• [PAGE EXTRACT]
──────────

Andrés Felipe López Latorre is a Human Rights Law JSD candidate at the University of Notre Dame and a Dissertation Year Fellow with the Kellogg Institute for International Studies. Previously, he received an LLB from the Universidad del Rosario in his home town of Bogotá, Colombia, then went on to earn an LLM in International Legal Studies and Comparative Law from Georgetown University. Before coming to Notre Dame, Lopez worked at a Bogotá law firm and at the International Legal Affairs Office of the Colombian Ministry of Foreign Affairs.
How would you summarize your research?
My research is about the responsibility of corporations and other business entities for negative human rights impacts. Traditionally, human rights have been considered the exclusive responsibility of the state with very few implications for private actors, while corporations’ only responsibility has been to produce profit. As a consequence, many victims of the human rights tragedies of the last decades, in which corporations had an important role, have not seen justice. This unjust situation poses a challenge for the entire international community, including the business sector. Unfortunately, the challenge has not been faced in a consistent way, leading to a proliferation of different responses that are, at times, irreconcilable. These depend on a set of underlying assumptions about the more fundamental question of why corporations have duties regarding other’s human rights at all. In an attempt to answer this question, I propose a theory of corporate responsibility for human rights impact based on a dignitarian perspective of human rights and on the conception of corporations as human communities with an inherent responsibility toward the common good.
What attracted you to Notre Dame and the Kellogg Institute?

──────────

Items stored from a collection
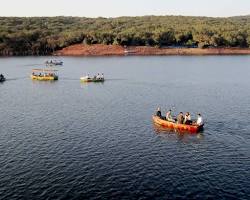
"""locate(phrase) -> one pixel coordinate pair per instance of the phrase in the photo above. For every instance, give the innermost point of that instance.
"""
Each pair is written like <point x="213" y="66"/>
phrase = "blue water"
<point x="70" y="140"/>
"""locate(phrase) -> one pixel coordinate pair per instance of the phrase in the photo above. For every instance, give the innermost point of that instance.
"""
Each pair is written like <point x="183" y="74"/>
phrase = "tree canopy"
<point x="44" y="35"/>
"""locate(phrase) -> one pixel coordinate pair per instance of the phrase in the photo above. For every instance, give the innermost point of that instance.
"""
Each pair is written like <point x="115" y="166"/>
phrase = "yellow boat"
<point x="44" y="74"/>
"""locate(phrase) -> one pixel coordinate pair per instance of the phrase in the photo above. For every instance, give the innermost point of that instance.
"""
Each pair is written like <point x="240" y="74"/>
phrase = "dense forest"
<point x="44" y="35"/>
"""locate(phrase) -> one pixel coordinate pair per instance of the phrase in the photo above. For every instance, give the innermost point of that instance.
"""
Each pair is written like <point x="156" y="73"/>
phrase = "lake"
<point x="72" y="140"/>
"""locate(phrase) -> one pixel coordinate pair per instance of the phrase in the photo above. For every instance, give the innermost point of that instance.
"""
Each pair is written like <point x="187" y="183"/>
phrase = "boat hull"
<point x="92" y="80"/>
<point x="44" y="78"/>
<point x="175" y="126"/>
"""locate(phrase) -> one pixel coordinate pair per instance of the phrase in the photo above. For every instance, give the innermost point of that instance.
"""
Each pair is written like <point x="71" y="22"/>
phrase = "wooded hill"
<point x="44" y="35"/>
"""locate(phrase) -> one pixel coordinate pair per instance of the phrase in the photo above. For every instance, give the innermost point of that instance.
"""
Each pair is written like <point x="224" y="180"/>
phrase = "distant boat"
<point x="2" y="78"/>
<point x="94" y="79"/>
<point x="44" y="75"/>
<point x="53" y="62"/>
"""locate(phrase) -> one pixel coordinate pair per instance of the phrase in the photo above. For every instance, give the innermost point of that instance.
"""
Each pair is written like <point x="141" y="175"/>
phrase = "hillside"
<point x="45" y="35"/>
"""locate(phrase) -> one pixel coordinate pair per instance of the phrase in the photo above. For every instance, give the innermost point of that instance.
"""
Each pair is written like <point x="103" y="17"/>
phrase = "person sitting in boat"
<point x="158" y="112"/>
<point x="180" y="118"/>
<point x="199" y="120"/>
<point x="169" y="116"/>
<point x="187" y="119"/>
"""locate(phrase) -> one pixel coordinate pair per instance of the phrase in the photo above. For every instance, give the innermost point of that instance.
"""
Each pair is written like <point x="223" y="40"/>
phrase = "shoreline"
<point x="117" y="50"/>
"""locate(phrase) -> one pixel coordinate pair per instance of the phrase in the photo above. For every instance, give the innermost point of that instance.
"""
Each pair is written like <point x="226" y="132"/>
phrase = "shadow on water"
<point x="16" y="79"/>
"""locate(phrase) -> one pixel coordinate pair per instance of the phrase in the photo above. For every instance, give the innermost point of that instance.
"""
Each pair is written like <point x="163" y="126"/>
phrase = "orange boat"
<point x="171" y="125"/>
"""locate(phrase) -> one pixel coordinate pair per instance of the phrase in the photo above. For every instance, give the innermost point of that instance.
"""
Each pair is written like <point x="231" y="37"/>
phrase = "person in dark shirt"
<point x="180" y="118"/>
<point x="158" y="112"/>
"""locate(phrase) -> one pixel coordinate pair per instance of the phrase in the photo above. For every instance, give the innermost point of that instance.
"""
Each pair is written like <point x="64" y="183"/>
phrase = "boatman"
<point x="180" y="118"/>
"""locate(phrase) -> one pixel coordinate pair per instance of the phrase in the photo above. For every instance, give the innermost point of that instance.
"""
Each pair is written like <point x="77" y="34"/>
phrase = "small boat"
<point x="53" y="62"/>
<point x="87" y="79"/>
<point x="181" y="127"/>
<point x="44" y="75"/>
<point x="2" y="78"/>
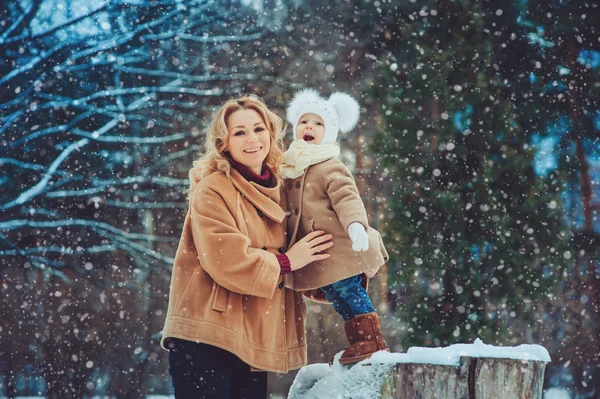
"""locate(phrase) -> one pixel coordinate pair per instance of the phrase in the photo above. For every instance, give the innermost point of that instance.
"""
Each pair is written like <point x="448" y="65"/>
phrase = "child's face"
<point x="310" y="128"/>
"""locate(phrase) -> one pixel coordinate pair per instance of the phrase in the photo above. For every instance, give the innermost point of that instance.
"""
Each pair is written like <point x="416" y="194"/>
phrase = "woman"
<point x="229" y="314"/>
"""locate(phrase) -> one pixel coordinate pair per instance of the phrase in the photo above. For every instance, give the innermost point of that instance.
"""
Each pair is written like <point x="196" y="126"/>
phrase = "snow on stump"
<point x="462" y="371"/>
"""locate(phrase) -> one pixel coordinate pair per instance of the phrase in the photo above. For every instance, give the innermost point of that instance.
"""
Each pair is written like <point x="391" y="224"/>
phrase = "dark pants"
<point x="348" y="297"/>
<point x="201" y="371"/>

──────────

• [YOUR TASKS]
1. According to the interview on corporate responsibility for human rights, which university awarded López his LLM in International Legal Studies and Comparative Law?
2. Continue the interview on corporate responsibility for human rights, starting immediately after its final question.

• [TASK ANSWERS]
1. Georgetown University

2.
When I was deciding whether to stay at Georgetown to pursue my doctorate after my LLM or to change schools, I was invited by a professor to visit Notre Dame. That visit changed my whole perspective. I was immediately attracted to Notre Dame because of its Catholic identity, the sense of belonging and community I was able to witness before I even enrolled, and the outstanding faculty members, in particular at the law school.
Once I decided to study here, I learned more about other institutions at Notre Dame. I was attracted to the Kellogg Institute because of the interdisciplinary approach it has, the shared commitment among scholars of different fields to development and justice for the poor, and the competitive academic programs the Institute offers to assist graduate students, such as the Dissertation Year Fellowship.
What impact has the Kellogg Institute had on your research? On your Notre Dame experience?
The Kellogg Institute has become my main way to connect with faculty members and graduate students beyond the law school and across academic fields. I have also benefited from the rich and diverse academic activities the Institute offers, such as seminars, workshops, and working groups. At the Kellogg Institute, I have also become part of a wonderful community of people that values not only my research, but also me as a person. And, thanks to the Kellogg’s Dissertation Year Fellowship, I was able to finish my research this last year.
What are your post-graduation plans and what impact do you hope your research will have?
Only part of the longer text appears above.